● Source records

--- START ---

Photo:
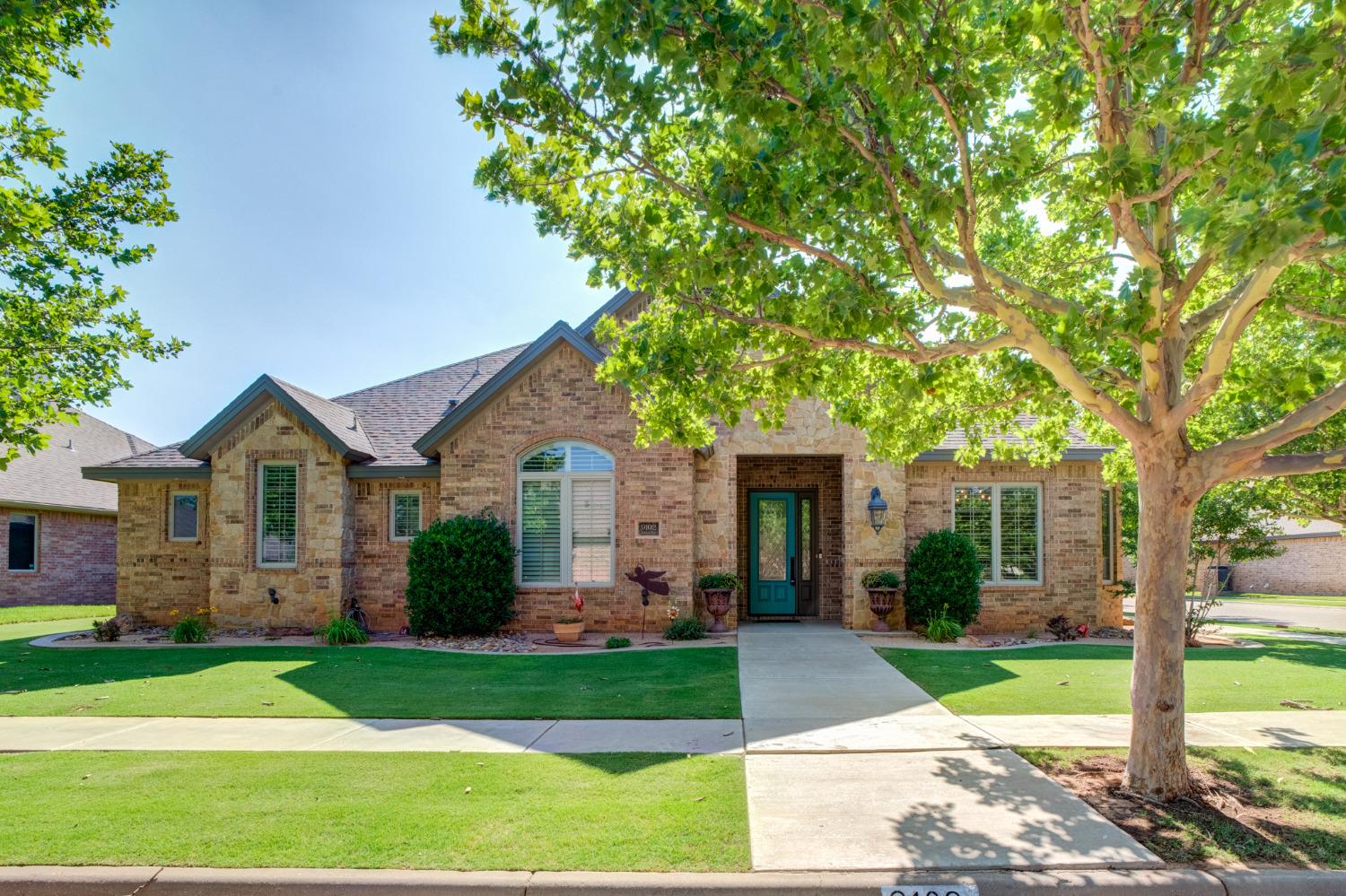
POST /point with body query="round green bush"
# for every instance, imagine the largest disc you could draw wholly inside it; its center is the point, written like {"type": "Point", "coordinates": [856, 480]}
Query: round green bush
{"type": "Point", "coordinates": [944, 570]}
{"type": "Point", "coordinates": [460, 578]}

--- END ---
--- START ---

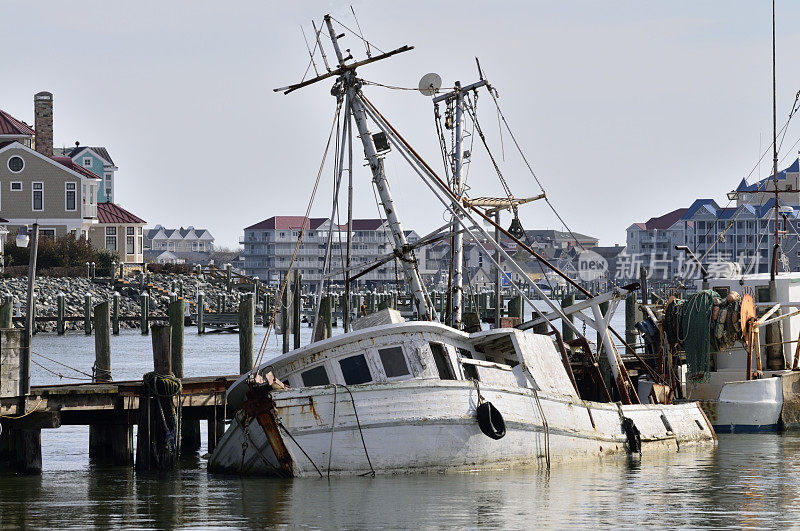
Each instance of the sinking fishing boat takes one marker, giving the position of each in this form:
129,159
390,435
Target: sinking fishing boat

--- END ---
--- START ---

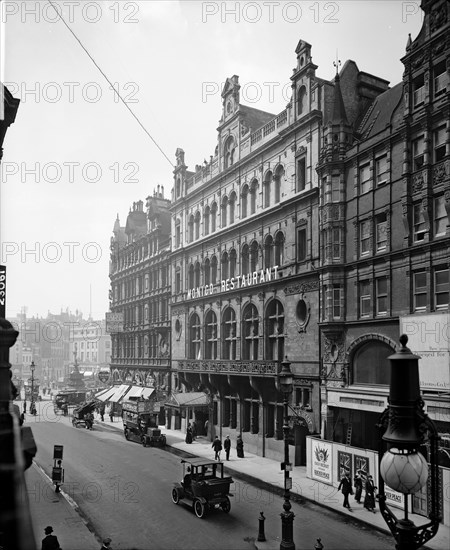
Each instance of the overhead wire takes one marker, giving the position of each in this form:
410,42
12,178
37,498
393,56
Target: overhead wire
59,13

--- END ---

Each line of the data that holds "form" should be reported.

Each instance of the sinking fishing boat takes one marker, giving the position of each in this form:
Each instance of the overhead wire takes one marker, giving the position of each in this form:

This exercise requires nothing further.